== MATERIAL SUPPLIED ==

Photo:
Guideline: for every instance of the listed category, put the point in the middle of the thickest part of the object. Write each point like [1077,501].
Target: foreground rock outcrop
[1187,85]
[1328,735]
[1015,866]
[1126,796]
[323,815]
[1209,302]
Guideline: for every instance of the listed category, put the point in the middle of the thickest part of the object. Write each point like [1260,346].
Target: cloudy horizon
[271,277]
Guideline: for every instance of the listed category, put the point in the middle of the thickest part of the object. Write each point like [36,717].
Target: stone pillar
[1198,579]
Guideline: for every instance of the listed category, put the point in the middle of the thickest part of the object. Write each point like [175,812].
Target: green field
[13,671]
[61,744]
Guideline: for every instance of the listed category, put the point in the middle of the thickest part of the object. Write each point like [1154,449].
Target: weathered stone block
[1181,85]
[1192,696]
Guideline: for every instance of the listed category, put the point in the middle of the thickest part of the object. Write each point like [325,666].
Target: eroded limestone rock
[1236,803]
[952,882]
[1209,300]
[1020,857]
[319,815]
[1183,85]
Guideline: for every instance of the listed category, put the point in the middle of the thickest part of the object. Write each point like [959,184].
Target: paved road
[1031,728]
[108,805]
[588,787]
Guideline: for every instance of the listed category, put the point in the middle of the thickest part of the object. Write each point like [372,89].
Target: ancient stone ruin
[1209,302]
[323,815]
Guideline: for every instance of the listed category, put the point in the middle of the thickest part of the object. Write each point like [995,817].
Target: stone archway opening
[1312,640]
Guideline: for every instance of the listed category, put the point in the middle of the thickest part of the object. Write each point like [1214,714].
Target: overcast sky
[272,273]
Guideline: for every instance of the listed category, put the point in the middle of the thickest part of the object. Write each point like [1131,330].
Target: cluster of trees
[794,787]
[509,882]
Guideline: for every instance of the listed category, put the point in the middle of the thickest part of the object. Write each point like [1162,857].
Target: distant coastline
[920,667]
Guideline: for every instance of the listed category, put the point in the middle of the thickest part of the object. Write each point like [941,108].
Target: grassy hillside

===

WORK INSTRUCTIONS ▸
Nothing is to be left out: set down all the records again exactly.

TASK RESULT ▸
Photo:
Guideline: for every instance of the listed category, put the point in the middle of the thickest part of the object. Write each point like [1077,501].
Target: foreground rock outcrop
[1187,85]
[1328,735]
[1015,866]
[1126,796]
[323,815]
[1209,302]
Guideline: for every instance of the listed category, put the point in the middle of the thickest part of the object. Write each point like [1260,346].
Target: cloudy horizon
[271,277]
Guideline: for every instance of the listed category, put the point in the middle of the thickest part of the object. Write each point like [36,717].
Target: stone pillar
[1198,579]
Guideline: for every instance of the listed category, put the point in the middle of the thickest part of the object. Write each point like [175,812].
Target: green field
[13,671]
[61,744]
Guideline: for every instance of the listed category, put the point in the middle of the thickest part of the object. Write each point like [1154,449].
Target: weathered stone block
[1181,85]
[1192,696]
Guideline: for every instance of the listed category, put the point in the middle of the thickest part of the object. Write each point like [325,666].
Target: eroded limestone rock
[1236,803]
[952,882]
[1209,300]
[1020,857]
[319,815]
[1183,85]
Guideline: for every instance of the listed category, put the point in the middle of the thickest part of the object. Write each point like [959,184].
Target: paved road
[1031,728]
[108,805]
[588,787]
Guideline: for every instance of the listed category, put the point in the middle of the thickest part of the object. Write each point like [372,89].
Target: ancient stone ruin
[1209,302]
[323,815]
Guideline: for every instance of the listed category, put the point in the middle of the thickest part of the object. Write each point like [995,817].
Target: stone archway opening
[1312,640]
Guideline: for every instance of the listed category, put the point in the middle of the thickest part of the object. Write each point like [1214,714].
Target: overcast sky
[272,273]
Guideline: for every instance of the listed category, put the point in the middle of the thickest part of the object. Write each point like [1131,330].
Target: cluster of trees
[794,787]
[509,882]
Guideline: for every instance of the listed category, put the point in the middle of the thickest part of the object. Write each point like [1162,857].
Target: distant coastline
[920,667]
Guideline: for every instance of the listed category, put the point in the middle of the thickest part of the object. Write each point like [941,108].
Target: grassy hillside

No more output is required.